[Goal of the exercise] Put the lines in the rows below, from the line with "the white flower" to the line with "point(476, 729)", both included, into a Markdown table with the columns Number and Entry. Give each line its own number, skip any blank lines, and include no other lines.

[Input]
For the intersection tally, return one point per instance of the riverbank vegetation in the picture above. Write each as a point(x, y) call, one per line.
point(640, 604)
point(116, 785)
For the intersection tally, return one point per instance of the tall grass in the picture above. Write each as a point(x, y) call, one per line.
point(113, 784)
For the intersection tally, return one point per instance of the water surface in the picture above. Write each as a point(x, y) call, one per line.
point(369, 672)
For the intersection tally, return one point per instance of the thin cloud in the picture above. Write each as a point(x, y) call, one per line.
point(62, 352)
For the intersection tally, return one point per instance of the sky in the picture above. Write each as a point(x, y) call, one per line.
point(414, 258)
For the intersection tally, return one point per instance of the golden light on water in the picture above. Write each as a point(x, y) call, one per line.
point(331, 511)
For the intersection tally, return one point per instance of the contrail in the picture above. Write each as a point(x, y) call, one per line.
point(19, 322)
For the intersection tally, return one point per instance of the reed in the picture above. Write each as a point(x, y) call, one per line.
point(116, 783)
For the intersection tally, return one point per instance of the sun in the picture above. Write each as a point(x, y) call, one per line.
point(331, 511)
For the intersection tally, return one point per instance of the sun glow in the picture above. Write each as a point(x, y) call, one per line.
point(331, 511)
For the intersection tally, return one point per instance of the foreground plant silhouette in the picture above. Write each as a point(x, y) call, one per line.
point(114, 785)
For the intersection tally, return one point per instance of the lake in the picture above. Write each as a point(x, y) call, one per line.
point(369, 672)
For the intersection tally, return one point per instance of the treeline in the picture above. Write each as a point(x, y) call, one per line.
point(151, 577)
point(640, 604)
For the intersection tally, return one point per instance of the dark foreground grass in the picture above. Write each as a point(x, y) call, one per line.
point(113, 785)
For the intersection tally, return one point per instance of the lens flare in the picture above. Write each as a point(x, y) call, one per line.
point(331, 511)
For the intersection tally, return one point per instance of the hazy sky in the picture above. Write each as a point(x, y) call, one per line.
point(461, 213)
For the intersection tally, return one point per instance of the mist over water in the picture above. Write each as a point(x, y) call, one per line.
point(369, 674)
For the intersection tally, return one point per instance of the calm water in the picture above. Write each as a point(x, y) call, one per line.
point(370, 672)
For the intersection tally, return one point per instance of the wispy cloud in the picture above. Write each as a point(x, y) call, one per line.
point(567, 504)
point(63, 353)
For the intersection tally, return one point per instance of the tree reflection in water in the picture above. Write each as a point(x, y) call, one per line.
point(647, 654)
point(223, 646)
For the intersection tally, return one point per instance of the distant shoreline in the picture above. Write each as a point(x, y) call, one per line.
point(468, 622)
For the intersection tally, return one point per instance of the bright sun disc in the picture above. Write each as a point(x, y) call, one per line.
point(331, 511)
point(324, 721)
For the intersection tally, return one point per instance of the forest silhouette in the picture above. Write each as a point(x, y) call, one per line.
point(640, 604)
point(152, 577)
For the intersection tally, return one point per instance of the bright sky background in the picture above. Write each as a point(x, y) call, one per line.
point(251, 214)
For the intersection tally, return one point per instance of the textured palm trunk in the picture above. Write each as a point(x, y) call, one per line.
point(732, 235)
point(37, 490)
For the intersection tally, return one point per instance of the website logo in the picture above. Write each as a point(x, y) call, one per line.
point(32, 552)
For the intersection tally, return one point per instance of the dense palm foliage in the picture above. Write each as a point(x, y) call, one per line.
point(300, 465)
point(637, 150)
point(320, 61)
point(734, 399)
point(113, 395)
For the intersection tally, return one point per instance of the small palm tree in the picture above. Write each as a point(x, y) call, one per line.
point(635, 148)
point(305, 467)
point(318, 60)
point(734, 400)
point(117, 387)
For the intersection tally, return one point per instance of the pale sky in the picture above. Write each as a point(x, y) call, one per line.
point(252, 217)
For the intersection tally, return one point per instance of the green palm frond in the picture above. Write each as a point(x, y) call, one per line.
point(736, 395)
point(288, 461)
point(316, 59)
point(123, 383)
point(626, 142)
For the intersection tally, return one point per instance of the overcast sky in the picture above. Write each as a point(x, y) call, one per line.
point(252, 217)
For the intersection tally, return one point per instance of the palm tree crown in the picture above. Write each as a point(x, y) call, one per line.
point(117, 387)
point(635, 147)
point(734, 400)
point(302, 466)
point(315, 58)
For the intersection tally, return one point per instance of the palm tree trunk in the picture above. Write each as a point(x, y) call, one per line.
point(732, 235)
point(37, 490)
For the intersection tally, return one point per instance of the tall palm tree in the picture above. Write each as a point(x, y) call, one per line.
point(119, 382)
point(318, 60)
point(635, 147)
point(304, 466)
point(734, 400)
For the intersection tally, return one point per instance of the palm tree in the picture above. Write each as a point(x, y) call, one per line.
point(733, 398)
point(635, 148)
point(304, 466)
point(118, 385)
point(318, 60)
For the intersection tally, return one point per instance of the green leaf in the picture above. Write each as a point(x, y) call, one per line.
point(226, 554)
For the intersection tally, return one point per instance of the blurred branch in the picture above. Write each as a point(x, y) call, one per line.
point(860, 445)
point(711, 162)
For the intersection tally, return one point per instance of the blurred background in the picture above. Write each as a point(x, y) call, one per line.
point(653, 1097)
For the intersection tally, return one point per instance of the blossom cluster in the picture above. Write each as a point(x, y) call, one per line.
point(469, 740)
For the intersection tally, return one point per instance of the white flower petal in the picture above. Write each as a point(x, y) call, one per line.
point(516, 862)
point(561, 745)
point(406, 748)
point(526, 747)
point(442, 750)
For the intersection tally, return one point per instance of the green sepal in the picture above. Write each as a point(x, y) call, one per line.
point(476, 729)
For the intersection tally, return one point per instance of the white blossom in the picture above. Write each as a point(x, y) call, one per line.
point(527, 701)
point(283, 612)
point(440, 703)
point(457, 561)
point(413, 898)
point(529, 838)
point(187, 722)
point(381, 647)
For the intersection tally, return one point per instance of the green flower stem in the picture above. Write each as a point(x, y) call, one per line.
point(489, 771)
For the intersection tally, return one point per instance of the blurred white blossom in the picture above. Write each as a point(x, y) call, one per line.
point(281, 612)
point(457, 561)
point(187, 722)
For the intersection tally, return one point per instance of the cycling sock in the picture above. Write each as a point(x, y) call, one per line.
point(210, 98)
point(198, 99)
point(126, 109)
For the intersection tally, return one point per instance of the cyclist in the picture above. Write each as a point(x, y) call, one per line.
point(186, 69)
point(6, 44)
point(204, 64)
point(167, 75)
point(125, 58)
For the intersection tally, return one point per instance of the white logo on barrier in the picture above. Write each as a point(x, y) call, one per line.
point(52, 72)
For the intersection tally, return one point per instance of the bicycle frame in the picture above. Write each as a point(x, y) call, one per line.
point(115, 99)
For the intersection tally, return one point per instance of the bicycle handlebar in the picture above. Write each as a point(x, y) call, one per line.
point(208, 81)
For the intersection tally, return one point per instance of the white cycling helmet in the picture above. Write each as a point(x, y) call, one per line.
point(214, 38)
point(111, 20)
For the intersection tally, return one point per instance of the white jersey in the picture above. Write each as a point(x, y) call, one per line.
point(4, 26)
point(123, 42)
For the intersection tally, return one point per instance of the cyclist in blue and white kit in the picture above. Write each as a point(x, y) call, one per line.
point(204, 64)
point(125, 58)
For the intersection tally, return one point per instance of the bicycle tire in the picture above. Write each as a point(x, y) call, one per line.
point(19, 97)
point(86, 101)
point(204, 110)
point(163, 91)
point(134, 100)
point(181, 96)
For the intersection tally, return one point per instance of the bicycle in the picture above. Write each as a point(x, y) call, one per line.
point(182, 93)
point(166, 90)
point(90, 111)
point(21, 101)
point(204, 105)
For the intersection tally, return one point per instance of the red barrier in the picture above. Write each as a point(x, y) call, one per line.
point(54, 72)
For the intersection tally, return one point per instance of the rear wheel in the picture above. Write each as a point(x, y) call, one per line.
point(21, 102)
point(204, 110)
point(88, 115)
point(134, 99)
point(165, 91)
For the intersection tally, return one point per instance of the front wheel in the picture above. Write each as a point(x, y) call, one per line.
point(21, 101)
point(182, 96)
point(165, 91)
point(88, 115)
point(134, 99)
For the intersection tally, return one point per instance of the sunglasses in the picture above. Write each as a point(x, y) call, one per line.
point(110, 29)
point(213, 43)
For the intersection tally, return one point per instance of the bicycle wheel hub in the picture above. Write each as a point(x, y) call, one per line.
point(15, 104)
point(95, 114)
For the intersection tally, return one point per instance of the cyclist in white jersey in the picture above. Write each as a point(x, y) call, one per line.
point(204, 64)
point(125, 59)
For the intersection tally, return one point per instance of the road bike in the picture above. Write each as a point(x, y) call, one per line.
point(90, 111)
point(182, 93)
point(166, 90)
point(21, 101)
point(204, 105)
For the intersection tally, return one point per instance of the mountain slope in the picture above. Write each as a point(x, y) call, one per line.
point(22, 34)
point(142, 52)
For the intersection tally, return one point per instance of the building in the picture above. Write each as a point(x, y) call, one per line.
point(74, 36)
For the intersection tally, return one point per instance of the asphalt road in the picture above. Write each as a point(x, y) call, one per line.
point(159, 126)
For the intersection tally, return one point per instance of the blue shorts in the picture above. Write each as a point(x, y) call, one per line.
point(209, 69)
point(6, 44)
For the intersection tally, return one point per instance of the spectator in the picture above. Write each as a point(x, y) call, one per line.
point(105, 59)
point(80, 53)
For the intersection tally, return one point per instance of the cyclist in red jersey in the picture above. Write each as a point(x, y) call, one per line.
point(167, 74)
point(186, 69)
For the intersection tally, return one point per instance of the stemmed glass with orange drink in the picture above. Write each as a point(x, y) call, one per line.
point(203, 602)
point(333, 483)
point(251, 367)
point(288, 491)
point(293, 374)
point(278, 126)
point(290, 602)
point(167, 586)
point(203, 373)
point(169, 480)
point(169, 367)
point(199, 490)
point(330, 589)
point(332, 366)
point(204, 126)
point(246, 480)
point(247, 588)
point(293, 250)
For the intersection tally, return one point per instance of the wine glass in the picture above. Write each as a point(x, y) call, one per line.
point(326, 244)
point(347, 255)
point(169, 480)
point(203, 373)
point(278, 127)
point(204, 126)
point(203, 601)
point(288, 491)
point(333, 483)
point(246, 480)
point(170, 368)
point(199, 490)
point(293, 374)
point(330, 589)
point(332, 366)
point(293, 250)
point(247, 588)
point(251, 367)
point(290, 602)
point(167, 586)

[Response for this exercise]
| Number | Entry |
|---|---|
| 1 | For the intersection tally, return one point per instance of the white flower petal in the picture above. Write each as a point(x, y) call, one per line. |
| 2 | point(516, 862) |
| 3 | point(561, 745) |
| 4 | point(406, 748) |
| 5 | point(526, 747) |
| 6 | point(442, 750) |
| 7 | For the intersection tally, return one point per instance of the green sepal in the picture above. Write each as a point(x, y) call, one per line. |
| 8 | point(476, 729) |